Aim of the exercise
Copy every line in the items below that contains the word "paving", matching case exactly.

Dataset rows
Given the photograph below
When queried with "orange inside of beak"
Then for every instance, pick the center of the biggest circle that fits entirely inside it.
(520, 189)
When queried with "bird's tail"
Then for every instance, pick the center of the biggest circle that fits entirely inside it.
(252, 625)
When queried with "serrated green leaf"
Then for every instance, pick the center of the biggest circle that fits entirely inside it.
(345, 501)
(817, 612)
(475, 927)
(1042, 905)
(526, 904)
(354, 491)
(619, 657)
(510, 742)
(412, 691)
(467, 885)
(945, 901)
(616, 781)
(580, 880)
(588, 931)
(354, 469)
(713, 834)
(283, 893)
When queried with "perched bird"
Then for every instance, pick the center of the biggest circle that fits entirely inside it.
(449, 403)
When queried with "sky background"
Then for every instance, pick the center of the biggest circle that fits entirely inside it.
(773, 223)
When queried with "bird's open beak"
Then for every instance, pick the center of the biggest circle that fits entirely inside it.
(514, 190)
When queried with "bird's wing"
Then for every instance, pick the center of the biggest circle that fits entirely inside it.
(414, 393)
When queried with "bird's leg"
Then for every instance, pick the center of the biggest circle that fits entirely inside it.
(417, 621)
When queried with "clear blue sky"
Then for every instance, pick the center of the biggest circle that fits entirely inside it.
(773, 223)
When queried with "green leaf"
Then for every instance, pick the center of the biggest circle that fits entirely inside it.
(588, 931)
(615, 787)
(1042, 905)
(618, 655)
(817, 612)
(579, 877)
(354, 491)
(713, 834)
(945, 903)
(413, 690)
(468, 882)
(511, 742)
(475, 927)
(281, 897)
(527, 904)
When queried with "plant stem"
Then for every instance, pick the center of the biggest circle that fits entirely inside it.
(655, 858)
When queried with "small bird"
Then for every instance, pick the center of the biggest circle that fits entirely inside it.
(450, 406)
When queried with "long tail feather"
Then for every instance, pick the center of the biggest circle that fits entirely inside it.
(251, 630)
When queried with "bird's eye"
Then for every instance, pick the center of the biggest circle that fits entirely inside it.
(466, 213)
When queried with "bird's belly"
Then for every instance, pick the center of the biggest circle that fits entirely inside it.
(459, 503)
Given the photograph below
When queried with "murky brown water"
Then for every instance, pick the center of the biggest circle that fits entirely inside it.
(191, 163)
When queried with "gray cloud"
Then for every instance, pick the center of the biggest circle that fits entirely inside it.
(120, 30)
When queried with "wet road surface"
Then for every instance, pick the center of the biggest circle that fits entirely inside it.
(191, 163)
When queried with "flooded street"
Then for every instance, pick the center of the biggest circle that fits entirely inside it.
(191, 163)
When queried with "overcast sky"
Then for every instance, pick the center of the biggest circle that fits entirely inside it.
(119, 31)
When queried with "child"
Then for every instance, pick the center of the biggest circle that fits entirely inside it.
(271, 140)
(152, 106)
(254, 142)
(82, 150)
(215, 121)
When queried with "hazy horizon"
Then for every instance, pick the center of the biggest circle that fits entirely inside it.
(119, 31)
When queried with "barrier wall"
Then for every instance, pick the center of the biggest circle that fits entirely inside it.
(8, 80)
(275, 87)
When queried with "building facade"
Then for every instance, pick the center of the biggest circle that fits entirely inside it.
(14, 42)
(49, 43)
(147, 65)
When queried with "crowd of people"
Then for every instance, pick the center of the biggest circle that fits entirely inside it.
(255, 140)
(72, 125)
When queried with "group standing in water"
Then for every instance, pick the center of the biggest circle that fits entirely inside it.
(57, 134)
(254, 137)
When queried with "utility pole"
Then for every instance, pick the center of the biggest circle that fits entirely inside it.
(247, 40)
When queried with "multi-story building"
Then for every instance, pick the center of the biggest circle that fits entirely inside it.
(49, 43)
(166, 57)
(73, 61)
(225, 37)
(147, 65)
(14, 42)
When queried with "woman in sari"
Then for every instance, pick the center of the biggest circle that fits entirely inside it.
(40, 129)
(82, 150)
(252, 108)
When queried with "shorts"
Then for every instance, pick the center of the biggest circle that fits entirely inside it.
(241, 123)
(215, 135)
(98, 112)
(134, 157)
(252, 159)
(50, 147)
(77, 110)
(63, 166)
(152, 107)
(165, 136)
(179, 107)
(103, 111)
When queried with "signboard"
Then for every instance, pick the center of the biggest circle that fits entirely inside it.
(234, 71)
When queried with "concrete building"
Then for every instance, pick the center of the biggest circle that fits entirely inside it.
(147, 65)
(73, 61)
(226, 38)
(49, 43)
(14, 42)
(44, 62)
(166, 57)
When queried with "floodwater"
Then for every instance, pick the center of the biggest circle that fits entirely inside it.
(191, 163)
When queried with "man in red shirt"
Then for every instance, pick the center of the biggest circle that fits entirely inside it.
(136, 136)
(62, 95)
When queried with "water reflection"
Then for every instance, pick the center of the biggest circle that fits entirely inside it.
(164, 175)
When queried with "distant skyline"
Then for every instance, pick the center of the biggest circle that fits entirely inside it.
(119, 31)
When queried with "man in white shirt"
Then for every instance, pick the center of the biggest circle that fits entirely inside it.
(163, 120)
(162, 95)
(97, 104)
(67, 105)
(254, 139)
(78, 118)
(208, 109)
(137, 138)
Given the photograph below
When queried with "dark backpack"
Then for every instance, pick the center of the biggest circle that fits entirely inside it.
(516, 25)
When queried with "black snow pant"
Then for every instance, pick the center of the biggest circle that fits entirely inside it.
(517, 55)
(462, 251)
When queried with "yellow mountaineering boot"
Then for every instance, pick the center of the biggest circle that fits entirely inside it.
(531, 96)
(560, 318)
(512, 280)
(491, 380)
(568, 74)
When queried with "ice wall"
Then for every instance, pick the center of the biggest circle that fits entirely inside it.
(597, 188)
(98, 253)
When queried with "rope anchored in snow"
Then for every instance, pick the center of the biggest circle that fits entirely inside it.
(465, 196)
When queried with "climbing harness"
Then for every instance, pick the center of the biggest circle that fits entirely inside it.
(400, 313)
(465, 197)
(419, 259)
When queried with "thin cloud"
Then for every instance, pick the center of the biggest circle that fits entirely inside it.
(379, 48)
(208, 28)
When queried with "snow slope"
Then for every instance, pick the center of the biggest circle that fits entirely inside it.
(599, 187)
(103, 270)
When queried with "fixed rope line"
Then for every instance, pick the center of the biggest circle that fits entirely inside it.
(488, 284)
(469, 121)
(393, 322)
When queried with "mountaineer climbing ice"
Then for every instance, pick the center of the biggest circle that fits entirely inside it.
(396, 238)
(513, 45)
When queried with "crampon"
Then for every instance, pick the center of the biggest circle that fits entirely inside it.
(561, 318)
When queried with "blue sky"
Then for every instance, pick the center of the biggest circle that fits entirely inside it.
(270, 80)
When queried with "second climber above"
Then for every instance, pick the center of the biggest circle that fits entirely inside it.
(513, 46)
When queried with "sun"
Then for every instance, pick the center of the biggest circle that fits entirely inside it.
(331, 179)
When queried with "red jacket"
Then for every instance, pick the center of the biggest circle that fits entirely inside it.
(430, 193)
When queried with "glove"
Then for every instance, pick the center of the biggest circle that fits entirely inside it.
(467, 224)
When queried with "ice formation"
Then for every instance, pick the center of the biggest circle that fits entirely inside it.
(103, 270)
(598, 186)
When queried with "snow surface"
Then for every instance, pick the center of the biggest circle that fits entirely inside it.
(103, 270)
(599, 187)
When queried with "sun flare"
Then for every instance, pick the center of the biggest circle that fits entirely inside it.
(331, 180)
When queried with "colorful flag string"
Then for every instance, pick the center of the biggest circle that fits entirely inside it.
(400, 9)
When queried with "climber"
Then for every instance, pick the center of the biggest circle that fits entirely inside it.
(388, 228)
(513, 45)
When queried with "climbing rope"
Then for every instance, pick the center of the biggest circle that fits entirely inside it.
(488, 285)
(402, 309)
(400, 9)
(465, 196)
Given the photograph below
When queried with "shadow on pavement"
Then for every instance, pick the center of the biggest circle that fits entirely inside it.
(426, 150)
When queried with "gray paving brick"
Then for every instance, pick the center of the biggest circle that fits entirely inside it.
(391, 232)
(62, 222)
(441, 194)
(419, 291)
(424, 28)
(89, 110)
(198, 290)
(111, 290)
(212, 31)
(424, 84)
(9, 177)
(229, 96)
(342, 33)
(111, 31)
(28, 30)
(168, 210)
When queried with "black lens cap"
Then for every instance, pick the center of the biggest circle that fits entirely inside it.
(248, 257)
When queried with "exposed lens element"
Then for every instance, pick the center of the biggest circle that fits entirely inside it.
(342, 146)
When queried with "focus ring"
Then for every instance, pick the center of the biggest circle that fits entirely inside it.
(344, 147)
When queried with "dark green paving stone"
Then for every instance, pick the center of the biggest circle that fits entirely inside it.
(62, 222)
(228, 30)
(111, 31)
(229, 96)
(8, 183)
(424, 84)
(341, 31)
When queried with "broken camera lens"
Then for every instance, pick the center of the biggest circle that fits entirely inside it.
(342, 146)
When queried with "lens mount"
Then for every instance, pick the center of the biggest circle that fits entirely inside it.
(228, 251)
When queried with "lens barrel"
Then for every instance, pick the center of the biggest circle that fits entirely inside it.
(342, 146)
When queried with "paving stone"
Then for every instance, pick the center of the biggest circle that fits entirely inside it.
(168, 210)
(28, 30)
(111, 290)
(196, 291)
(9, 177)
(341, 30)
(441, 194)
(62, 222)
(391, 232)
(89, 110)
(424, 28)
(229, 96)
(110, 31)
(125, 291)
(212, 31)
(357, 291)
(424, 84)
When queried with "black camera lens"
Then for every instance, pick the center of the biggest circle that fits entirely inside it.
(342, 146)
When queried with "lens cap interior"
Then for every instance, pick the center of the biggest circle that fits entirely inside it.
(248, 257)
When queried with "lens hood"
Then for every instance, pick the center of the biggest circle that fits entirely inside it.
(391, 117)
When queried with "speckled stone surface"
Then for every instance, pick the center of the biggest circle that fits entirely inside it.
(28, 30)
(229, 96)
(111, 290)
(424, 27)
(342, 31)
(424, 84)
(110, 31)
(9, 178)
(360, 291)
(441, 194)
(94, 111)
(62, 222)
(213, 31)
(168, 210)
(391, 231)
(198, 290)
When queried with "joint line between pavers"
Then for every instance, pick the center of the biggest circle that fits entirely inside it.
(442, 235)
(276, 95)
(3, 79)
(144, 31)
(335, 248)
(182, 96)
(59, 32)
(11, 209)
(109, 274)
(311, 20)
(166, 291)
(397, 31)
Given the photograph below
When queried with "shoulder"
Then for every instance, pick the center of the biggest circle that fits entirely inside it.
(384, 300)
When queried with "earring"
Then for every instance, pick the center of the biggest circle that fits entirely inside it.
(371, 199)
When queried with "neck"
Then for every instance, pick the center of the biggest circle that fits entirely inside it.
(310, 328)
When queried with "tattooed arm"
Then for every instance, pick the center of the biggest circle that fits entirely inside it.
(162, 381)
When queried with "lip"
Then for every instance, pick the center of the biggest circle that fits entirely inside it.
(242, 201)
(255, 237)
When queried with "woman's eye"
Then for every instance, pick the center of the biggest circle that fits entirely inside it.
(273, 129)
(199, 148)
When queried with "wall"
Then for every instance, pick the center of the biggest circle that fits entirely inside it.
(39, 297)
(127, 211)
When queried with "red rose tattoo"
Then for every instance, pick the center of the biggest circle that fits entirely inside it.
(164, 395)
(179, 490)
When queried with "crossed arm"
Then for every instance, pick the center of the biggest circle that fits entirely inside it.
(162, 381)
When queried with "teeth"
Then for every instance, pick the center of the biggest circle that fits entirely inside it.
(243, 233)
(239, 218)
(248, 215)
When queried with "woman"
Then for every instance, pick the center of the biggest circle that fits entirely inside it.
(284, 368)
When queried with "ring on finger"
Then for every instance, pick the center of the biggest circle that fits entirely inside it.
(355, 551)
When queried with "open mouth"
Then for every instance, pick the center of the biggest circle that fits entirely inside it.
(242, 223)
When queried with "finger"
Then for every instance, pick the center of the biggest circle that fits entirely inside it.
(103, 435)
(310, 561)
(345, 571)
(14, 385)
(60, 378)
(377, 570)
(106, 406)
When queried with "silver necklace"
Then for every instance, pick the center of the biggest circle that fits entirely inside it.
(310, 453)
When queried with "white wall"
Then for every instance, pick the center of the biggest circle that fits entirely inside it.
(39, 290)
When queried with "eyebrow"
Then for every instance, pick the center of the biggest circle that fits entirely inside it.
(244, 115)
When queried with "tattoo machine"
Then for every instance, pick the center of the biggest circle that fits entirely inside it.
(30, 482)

Worked answer
When queried with "gray paving brick"
When queried with "dark green paving stone"
When queried with "paving stone"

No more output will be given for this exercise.